(What the exercise asks)
Copy the records from the line with "Task: locate the white" through the end of the records, changing "dropping" to "placing" and leaving everything else the same.
***** Given information
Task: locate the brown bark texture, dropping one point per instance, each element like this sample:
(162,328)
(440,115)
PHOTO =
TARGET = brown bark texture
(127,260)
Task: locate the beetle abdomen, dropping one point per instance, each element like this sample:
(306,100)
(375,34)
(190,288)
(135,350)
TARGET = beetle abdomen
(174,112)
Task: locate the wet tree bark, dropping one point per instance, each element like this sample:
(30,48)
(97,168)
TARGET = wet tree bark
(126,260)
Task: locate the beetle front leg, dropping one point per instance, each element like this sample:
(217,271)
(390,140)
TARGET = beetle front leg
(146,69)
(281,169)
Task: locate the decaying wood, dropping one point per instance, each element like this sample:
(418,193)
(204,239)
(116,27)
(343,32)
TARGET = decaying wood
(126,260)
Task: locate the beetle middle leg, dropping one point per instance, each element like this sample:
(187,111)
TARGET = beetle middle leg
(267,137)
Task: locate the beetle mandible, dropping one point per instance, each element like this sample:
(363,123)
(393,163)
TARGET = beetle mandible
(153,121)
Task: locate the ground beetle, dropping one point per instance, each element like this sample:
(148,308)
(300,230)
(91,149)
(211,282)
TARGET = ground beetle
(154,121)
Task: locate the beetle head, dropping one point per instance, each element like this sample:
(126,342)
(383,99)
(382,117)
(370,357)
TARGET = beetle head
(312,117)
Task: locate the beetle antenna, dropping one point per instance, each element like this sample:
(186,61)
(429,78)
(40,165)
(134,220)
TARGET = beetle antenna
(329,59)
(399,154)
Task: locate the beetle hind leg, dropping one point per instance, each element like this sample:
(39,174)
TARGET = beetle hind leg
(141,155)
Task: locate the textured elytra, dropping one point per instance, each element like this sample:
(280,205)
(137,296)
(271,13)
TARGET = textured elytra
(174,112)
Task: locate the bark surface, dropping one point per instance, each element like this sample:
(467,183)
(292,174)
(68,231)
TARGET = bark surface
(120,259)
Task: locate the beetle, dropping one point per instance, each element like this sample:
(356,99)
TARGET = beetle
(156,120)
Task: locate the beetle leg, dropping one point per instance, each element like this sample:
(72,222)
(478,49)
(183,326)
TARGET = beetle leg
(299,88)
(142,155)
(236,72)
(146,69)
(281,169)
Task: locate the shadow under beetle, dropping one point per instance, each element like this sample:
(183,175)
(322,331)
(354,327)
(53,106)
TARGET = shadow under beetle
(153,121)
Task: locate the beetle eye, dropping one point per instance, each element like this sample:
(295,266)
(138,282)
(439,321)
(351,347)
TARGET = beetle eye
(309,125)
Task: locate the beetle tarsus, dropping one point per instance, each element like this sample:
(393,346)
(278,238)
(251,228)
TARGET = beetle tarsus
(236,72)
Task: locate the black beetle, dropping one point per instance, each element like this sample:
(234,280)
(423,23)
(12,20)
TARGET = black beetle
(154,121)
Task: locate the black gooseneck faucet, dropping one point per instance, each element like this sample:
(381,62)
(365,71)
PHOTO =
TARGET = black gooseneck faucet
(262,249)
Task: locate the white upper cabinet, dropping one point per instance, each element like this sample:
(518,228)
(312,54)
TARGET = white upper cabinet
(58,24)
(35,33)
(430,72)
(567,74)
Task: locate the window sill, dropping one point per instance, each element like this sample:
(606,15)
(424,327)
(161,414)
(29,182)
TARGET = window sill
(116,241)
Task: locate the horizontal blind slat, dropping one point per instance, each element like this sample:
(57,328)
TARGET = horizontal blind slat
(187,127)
**********
(Expected answer)
Task: locate the white upper cabinet, placing one point per instance, each element like this sample:
(518,228)
(312,54)
TARGET = white upper cabinet
(58,24)
(35,33)
(430,72)
(567,74)
Task: locate the window sill, placing one point per instance, each element like this sample:
(606,15)
(424,327)
(161,414)
(29,182)
TARGET = window sill
(116,241)
Task: locate the horizontal blind slat, placing one point per instance, each element like this sample:
(57,328)
TARGET = horizontal blind slat
(187,127)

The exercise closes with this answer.